::: PROVIDED RECORDS

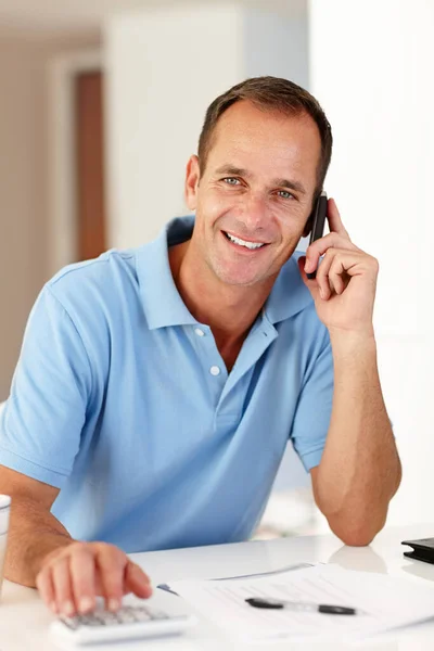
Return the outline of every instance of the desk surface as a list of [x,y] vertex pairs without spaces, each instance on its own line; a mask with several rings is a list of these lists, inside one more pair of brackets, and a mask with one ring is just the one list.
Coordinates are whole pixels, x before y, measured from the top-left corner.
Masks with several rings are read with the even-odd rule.
[[[297,561],[333,562],[353,570],[381,572],[426,584],[433,582],[434,565],[410,561],[403,556],[408,549],[400,540],[434,536],[434,523],[405,527],[386,527],[370,547],[345,547],[333,535],[279,538],[275,540],[240,542],[191,549],[177,549],[131,554],[152,578],[153,585],[180,578],[216,578],[255,572],[278,570]],[[433,604],[434,609],[434,604]],[[58,647],[48,635],[52,615],[40,601],[36,590],[5,582],[0,605],[0,651],[54,651]],[[89,647],[88,647],[89,648]],[[203,618],[191,631],[179,638],[128,644],[99,646],[99,651],[221,651],[225,649],[269,649],[270,646],[244,646],[219,638],[219,631]],[[289,642],[272,644],[272,649],[289,649]],[[298,649],[331,649],[330,646],[309,642],[291,643]],[[346,649],[333,644],[333,650]],[[434,618],[399,631],[390,633],[369,642],[350,648],[369,651],[432,651],[434,649]]]

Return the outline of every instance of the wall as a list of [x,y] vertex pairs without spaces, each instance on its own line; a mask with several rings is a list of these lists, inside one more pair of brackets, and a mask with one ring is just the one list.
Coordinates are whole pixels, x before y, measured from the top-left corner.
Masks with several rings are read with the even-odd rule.
[[291,20],[233,2],[186,3],[107,21],[112,245],[148,241],[186,212],[186,163],[217,94],[255,75],[306,81],[306,15],[295,8]]
[[0,29],[0,400],[48,273],[47,64],[56,53],[98,43],[98,36],[50,41]]
[[328,179],[380,260],[380,372],[404,465],[390,523],[432,521],[434,4],[310,1],[310,81],[334,129]]

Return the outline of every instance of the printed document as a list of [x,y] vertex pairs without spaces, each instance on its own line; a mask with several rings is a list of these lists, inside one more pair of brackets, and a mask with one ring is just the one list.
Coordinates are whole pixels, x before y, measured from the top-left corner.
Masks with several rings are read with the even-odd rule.
[[[434,617],[434,587],[333,564],[257,577],[179,580],[170,588],[230,637],[244,641],[360,639]],[[345,605],[358,612],[336,615],[257,609],[245,602],[252,597]]]

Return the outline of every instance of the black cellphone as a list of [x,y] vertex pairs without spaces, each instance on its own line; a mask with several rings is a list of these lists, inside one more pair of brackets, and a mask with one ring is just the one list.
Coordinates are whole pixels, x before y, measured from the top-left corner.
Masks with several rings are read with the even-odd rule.
[[[324,233],[324,225],[327,217],[327,194],[324,191],[318,196],[315,202],[315,206],[312,212],[310,213],[310,217],[308,221],[311,221],[311,230],[310,230],[310,239],[309,246],[316,240],[322,238]],[[314,280],[317,278],[317,271],[311,271],[306,275],[309,280]]]

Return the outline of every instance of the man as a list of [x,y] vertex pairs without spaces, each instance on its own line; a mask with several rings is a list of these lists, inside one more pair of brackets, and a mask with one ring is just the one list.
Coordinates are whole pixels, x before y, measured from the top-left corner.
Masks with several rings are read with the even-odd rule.
[[376,370],[378,263],[332,200],[330,234],[294,253],[331,146],[305,90],[235,86],[188,162],[195,220],[41,292],[0,423],[0,492],[7,576],[53,612],[149,596],[125,552],[247,538],[289,437],[344,542],[384,525],[400,464]]

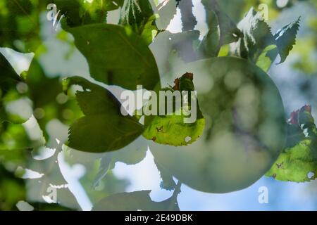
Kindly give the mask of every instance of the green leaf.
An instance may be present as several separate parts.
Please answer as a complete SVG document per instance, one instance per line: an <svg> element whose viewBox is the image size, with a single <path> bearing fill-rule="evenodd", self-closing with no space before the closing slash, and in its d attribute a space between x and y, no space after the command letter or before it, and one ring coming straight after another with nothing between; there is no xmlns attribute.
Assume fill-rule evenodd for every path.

::::::

Can you print all of the entries above word for word, leaving out the pictures?

Return the outline of every instance of the desk surface as a list of [x,y] vertex pairs without spaces, each instance on its own line; a mask with several rings is a list of these lists, inside one more pair of brackets, and a mask with one ring is just the one list.
Coordinates are whole pixels, x before y, measured from the top-left corner.
Masks with several rings are read with the even-odd rule.
[[[297,561],[333,562],[353,570],[381,572],[426,584],[433,582],[434,565],[410,561],[403,556],[408,549],[400,540],[434,536],[434,523],[405,527],[386,527],[370,547],[345,547],[333,535],[279,538],[275,540],[240,542],[191,549],[177,549],[131,554],[152,578],[153,585],[180,578],[216,578],[255,572],[278,570]],[[433,604],[434,609],[434,604]],[[58,647],[48,635],[52,615],[40,601],[36,590],[5,582],[0,605],[0,651],[54,651]],[[89,647],[88,647],[89,648]],[[203,618],[191,631],[179,638],[128,644],[99,646],[99,651],[221,651],[225,649],[269,649],[270,646],[244,646],[219,638],[219,631]],[[289,642],[272,644],[272,649],[289,649]],[[298,649],[331,649],[330,646],[309,642],[291,643]],[[346,649],[333,644],[333,650]],[[434,618],[399,631],[390,633],[369,642],[350,648],[369,651],[432,651],[434,649]]]

Return the outline of every instance of the wall as a list of [x,y] vertex pairs without spaces, each instance on its own line; a mask with several rings is a list of these lists, inside one more pair of brackets, and a mask with one ring is just the one list.
Coordinates are whole pixels, x before y, measured from the top-left corner.
Masks with several rings are read with the even-odd rule.
[[291,20],[233,2],[186,3],[107,21],[112,245],[148,241],[186,212],[186,163],[217,94],[255,75],[306,81],[306,15],[295,8]]
[[0,29],[0,400],[48,273],[47,64],[56,53],[98,43],[98,36],[50,41]]
[[328,179],[380,260],[380,372],[404,465],[390,523],[432,521],[434,4],[310,1],[310,81],[334,129]]

Return the outline of every instance of the printed document as a list of [x,y] vertex pairs without spaces, each instance on its own line; a mask with several rings is a list of these lists, inside one more pair of brackets, and a mask with one ring is just the one list.
Coordinates are whole pixels, x before y, measured from the top-left corner.
Masks with several rings are read with the even-odd rule.
[[[434,617],[434,587],[333,564],[257,577],[179,580],[170,588],[230,637],[244,641],[360,639]],[[345,605],[358,612],[336,615],[257,609],[245,602],[252,597]]]

Return the outline of every instance of the black cellphone as a list of [x,y] vertex pairs without spaces, each instance on its own line; a mask with several rings is a list of these lists, inside one more pair of brackets, and a mask with one ring is just the one list.
Coordinates are whole pixels, x before y, measured from the top-left corner.
Masks with several rings are read with the even-odd rule.
[[[324,233],[324,225],[327,217],[327,194],[324,191],[318,196],[315,202],[315,206],[312,212],[310,213],[310,217],[308,221],[311,221],[311,230],[310,230],[310,239],[309,246],[316,240],[322,238]],[[314,280],[317,278],[317,271],[311,271],[306,275],[309,280]]]

Return the outline of every instance of the man as a list of [x,y] vertex pairs without spaces, each instance on its own line; a mask with several rings is a list of these lists, inside one more pair of brackets, and a mask with one ring is just the one list.
Coordinates are whole pixels, x before y, measured from the top-left corner.
Masks with several rings are read with the even-odd rule.
[[376,370],[378,263],[332,200],[330,234],[294,253],[331,146],[305,90],[235,86],[188,162],[195,220],[41,292],[0,423],[0,492],[7,576],[53,612],[149,596],[125,552],[247,538],[289,437],[344,542],[384,525],[400,464]]

Kindly give the mask of every instance of the green leaf.
An instance may be present as several separate parts.
Please answer as a complete SVG document per instance, one instance per line: an <svg> element whose viewBox is the image size, with a single <path> bearing fill-rule="evenodd", self-closing with no space before the closing slash, and in its d attribute a space between x and y, no space after the command letter or before it, and one ring coming straight after another with nothing between; there is no xmlns attribute.
Assume fill-rule evenodd for every path.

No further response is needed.